Consigne - Extrayez de la liste ci-dessous un passage recopié mot pour mot : commencez à la ligne qui contient "Segment bush. Provide" et arrêtez-vous après celle qui contient "[163, 322, 193, 374]".

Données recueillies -
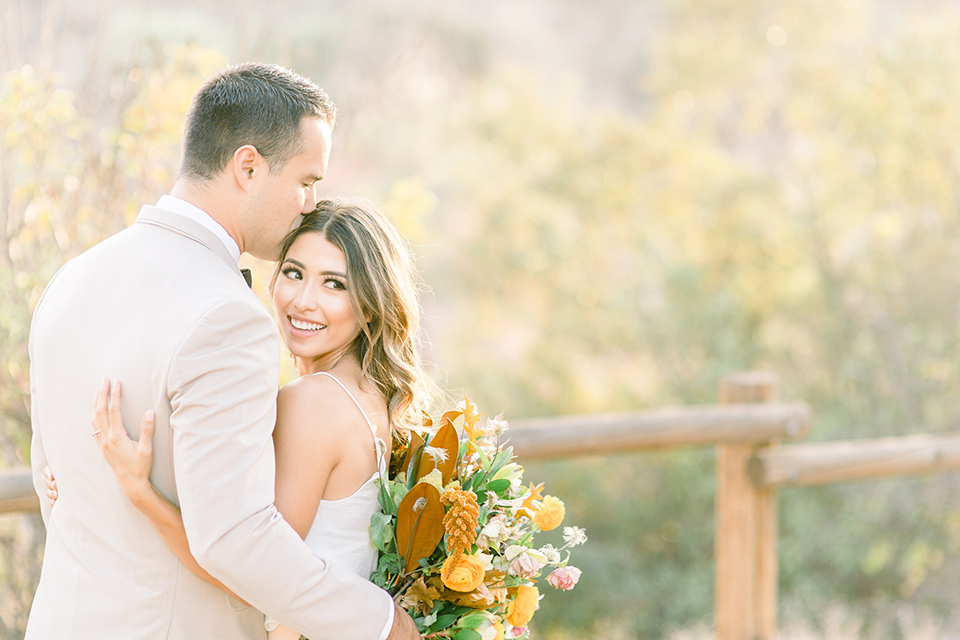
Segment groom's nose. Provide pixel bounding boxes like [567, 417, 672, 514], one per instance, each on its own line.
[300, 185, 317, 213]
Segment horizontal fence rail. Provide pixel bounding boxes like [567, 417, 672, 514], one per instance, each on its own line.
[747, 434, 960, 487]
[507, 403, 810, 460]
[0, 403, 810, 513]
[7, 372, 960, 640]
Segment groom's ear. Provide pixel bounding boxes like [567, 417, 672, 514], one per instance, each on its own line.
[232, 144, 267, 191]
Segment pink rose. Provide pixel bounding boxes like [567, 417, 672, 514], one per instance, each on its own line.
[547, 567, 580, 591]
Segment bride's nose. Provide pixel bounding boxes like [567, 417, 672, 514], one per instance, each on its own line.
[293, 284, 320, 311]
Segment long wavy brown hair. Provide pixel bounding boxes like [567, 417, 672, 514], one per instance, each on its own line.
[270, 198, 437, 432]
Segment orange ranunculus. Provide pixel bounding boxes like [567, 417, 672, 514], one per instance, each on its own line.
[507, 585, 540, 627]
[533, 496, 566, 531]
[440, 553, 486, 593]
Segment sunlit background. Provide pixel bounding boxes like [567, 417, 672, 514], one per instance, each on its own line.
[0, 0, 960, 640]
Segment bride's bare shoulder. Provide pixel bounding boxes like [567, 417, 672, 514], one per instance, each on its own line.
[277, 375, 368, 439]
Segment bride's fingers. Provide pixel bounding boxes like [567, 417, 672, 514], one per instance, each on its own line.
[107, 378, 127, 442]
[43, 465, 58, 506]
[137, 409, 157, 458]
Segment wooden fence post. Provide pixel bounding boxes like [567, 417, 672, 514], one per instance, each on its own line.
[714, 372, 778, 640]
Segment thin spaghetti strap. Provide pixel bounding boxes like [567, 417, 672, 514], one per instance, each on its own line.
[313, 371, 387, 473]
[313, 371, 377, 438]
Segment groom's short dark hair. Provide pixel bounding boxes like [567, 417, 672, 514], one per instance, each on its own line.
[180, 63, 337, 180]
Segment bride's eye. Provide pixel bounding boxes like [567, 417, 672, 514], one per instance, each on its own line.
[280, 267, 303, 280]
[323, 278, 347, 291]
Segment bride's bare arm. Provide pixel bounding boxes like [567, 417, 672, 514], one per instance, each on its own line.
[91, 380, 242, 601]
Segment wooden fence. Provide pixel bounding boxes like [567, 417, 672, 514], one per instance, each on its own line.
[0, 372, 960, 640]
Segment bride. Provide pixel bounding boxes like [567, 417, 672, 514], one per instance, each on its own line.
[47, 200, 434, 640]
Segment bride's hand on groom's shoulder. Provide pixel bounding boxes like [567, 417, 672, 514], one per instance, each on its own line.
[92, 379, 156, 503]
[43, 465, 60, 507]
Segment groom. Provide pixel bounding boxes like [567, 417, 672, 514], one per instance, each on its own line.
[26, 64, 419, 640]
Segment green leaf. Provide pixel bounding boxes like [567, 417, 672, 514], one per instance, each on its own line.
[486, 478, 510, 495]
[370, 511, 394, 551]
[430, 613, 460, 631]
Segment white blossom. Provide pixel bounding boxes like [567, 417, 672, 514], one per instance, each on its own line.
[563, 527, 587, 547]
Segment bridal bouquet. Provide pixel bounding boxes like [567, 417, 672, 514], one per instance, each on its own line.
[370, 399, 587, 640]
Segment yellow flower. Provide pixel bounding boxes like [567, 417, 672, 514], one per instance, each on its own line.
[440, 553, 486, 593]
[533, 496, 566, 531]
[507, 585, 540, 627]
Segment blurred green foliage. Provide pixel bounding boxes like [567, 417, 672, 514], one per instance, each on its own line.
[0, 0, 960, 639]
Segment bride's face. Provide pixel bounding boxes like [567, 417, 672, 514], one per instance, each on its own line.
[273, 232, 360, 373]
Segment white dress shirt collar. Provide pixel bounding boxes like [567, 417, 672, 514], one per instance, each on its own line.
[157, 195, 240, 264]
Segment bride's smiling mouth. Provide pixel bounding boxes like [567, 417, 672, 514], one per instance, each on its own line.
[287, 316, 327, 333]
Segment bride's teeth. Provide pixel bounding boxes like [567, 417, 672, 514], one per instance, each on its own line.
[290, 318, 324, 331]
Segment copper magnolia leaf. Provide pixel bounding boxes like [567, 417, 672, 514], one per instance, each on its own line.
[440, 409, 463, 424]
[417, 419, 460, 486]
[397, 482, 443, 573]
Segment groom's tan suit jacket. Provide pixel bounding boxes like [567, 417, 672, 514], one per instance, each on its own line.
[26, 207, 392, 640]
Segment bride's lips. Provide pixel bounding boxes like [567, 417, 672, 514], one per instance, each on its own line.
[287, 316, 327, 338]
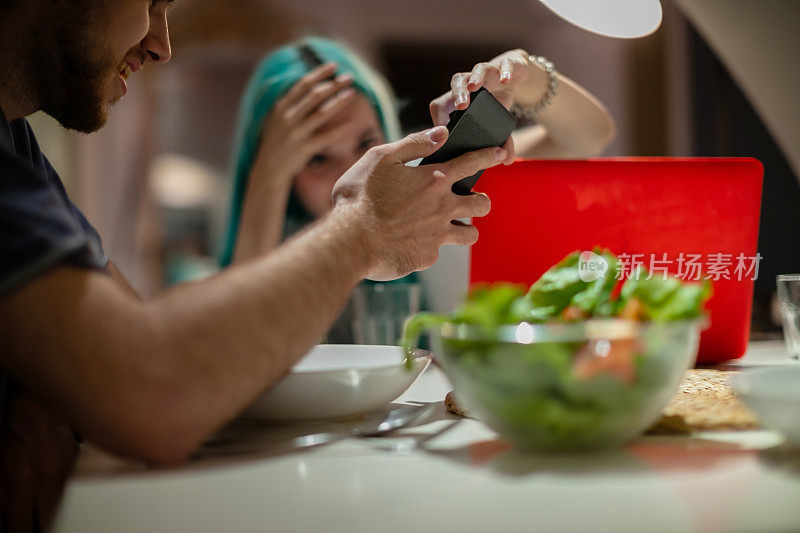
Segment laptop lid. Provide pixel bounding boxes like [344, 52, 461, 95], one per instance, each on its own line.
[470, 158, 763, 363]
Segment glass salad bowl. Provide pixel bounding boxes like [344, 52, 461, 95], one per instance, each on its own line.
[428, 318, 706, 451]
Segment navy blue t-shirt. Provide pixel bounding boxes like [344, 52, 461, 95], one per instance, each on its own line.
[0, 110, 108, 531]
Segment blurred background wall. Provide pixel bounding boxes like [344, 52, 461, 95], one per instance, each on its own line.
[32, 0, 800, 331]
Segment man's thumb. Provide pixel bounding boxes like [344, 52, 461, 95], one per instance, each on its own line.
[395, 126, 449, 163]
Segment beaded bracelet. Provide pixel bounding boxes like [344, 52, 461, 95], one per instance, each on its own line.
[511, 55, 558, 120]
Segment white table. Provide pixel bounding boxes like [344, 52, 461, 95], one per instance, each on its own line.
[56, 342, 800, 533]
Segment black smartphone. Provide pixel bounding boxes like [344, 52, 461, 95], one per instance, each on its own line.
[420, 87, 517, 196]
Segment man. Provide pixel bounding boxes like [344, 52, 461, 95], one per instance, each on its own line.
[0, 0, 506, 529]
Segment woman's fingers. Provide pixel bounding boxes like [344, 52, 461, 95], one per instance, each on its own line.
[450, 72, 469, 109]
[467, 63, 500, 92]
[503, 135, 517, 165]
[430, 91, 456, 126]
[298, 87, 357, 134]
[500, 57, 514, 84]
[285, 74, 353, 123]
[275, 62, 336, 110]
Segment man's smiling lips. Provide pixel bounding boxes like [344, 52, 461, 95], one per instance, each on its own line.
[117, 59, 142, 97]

...

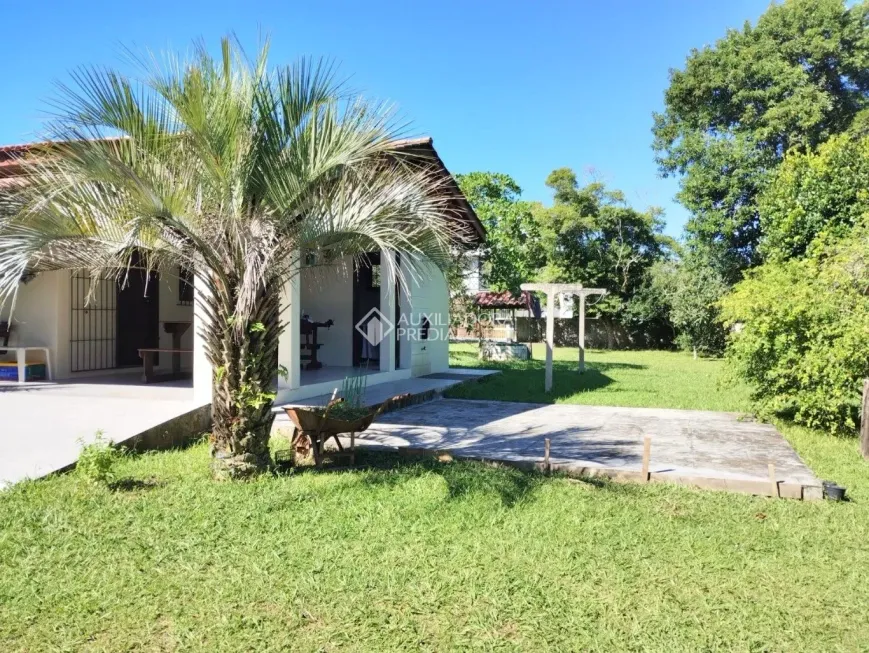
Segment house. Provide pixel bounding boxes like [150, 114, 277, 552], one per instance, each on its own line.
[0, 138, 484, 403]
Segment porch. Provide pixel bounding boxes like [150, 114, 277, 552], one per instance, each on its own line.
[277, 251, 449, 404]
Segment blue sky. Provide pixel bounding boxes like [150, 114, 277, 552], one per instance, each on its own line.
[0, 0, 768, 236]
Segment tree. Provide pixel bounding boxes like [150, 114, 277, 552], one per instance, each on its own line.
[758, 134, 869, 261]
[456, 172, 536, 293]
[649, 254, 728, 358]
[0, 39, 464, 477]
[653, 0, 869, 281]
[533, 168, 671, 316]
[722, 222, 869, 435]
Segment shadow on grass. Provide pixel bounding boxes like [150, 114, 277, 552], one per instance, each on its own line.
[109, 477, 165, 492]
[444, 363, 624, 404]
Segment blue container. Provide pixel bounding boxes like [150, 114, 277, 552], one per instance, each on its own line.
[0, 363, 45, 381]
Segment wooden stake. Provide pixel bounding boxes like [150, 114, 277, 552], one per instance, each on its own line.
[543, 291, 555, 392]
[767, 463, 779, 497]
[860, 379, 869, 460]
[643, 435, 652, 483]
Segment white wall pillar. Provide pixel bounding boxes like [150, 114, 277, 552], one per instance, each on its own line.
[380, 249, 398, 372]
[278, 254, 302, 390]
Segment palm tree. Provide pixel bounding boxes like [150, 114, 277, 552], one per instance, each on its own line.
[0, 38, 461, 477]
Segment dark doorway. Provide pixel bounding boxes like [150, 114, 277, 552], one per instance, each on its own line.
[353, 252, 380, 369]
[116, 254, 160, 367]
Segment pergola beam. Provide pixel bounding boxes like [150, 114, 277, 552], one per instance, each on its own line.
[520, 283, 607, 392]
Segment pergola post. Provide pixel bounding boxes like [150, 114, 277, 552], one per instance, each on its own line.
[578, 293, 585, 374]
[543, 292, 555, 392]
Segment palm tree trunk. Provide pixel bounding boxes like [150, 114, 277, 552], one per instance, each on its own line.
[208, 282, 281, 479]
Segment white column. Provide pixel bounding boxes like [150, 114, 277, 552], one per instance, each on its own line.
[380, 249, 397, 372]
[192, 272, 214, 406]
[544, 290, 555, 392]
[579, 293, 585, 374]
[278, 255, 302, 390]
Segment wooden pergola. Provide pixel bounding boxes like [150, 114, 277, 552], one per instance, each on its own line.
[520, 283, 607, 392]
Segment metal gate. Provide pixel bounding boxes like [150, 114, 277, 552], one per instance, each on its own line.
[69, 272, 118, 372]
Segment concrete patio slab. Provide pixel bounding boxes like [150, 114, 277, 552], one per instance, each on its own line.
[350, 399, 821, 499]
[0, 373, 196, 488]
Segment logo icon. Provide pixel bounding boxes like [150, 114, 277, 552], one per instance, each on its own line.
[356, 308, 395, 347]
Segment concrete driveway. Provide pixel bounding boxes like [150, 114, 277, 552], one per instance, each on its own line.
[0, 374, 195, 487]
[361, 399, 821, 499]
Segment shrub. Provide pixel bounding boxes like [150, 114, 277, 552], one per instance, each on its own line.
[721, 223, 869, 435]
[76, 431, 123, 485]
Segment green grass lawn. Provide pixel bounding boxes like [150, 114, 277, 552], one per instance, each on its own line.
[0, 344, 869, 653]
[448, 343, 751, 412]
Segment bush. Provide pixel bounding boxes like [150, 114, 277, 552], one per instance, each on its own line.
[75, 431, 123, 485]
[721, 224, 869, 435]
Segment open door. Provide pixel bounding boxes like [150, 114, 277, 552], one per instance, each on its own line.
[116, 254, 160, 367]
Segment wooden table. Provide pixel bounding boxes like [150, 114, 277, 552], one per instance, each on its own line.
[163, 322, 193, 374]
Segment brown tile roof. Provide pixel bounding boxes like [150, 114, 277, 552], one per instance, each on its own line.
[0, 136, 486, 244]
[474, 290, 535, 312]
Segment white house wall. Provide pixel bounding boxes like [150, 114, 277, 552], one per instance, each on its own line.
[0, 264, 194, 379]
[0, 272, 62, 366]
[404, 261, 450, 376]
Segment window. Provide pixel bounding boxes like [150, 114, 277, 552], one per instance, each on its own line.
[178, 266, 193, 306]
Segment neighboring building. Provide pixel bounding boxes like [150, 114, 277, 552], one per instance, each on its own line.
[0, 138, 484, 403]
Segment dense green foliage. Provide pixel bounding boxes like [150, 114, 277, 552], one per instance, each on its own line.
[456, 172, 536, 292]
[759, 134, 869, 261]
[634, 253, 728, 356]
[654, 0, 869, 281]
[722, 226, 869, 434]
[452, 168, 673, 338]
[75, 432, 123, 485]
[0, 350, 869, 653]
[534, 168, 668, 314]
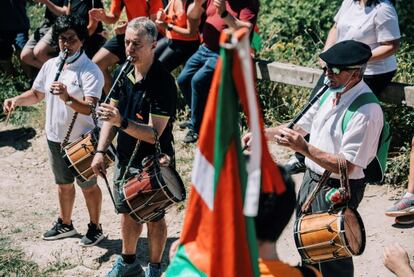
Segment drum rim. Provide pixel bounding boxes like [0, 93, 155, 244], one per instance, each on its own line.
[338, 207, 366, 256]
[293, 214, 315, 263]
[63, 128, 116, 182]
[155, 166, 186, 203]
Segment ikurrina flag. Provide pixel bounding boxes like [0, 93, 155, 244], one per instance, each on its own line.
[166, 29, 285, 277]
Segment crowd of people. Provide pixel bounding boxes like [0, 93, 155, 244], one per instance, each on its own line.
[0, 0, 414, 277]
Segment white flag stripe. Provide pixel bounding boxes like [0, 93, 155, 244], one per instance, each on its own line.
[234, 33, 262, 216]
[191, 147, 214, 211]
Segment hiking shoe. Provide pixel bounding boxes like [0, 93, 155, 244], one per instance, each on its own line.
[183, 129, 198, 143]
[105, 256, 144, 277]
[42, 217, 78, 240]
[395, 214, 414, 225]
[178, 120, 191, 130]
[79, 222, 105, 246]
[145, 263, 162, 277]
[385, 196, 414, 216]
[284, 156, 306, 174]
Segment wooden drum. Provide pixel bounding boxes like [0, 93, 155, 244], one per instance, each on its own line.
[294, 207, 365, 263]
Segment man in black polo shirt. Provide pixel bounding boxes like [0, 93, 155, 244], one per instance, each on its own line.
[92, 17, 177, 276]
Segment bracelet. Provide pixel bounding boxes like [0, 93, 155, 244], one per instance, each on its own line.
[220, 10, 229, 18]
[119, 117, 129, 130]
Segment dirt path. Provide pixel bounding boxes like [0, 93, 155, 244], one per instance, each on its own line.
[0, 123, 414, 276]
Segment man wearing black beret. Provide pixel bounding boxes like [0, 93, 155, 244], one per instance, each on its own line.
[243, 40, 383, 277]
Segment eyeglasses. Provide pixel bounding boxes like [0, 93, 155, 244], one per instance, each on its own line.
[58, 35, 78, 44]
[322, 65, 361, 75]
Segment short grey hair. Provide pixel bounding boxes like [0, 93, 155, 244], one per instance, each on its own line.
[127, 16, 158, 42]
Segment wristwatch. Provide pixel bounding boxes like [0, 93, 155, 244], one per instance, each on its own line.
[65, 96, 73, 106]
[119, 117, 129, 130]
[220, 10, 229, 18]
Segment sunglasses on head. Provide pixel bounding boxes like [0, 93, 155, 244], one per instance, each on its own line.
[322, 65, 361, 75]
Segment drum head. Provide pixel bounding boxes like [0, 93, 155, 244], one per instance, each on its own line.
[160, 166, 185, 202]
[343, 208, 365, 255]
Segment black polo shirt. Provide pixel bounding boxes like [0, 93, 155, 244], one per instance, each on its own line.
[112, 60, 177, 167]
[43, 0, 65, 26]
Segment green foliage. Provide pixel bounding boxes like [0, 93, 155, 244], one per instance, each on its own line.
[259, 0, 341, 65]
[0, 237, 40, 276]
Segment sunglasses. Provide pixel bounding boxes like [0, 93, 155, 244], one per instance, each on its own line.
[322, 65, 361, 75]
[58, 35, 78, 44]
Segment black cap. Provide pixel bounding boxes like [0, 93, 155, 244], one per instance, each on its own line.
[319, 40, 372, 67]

* * *

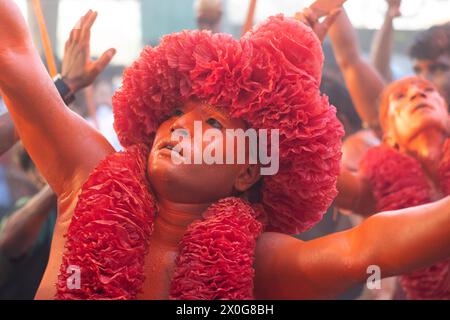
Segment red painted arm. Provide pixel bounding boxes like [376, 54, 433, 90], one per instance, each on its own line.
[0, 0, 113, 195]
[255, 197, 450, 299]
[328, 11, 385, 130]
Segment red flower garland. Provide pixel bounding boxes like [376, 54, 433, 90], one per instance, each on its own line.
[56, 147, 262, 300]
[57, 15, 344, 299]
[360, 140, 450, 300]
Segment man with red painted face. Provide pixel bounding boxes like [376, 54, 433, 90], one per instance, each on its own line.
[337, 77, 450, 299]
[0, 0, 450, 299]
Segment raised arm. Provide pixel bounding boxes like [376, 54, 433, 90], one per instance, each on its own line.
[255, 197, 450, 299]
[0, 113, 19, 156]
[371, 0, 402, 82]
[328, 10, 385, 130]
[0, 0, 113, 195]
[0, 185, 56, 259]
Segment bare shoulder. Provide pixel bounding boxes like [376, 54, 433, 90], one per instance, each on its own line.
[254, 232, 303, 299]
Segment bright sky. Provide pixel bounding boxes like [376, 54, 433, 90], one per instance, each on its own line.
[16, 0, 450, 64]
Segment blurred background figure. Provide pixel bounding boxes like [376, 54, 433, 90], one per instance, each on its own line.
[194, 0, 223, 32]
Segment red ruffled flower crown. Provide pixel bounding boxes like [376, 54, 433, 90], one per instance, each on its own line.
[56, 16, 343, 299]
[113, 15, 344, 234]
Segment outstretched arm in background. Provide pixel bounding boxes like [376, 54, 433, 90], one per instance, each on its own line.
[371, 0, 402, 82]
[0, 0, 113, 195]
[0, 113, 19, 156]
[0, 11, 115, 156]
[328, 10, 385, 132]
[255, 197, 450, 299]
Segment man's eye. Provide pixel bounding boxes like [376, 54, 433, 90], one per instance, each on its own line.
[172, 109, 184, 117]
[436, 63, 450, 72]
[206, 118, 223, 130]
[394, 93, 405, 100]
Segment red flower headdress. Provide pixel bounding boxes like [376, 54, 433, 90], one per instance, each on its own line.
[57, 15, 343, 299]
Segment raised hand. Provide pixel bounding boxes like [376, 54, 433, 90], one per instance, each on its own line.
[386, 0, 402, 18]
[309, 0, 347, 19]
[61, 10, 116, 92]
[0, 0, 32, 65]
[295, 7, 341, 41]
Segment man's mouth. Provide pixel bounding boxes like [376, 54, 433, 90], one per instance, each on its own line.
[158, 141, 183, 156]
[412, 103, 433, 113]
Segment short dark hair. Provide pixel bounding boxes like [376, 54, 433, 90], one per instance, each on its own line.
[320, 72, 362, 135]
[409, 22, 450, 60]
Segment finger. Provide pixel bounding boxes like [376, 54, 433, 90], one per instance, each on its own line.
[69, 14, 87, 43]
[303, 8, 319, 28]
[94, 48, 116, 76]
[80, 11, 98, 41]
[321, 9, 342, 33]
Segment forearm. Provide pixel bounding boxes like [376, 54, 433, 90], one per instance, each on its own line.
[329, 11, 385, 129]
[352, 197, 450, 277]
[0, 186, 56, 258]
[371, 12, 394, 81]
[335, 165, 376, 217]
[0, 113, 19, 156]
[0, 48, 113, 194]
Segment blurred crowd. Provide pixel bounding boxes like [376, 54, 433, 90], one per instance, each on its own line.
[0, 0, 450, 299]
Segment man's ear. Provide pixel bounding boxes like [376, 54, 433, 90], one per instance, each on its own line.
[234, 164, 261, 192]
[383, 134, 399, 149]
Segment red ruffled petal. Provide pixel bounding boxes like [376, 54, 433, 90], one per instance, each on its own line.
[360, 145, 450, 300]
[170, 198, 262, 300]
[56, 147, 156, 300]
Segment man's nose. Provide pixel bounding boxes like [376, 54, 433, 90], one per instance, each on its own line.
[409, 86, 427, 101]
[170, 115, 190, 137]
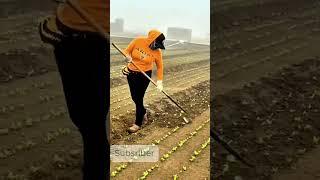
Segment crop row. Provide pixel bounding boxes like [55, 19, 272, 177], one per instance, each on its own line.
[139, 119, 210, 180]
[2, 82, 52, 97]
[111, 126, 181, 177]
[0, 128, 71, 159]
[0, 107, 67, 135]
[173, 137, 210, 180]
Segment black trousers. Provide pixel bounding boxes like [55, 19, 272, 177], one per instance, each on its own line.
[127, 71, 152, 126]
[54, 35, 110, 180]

Solution -
Segment bush. Provide pixel bounding boxes like [150, 114, 277, 552], one per instance, each on its own line.
[75, 431, 123, 485]
[721, 224, 869, 435]
Segment open door. Provide pixel bounding boxes like [150, 114, 277, 552], one per instance, each on its own line.
[116, 254, 160, 367]
Segment wooden table. Provide pixel bounding boxes like [150, 114, 277, 552], one per instance, each on its own line.
[163, 322, 193, 374]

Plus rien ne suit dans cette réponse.